■ Aim
In every record, switch "car tire" to "truck tire" and write the records out again with nothing else changed. Leave the pictures out.

==== Data extract

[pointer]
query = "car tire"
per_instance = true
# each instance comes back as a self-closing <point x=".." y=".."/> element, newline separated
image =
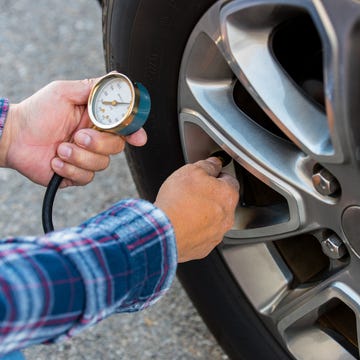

========

■ Task result
[pointer]
query = "truck tire"
per_instance = true
# each instance comes back as a self-closing <point x=".." y=".."/> element, newline separated
image =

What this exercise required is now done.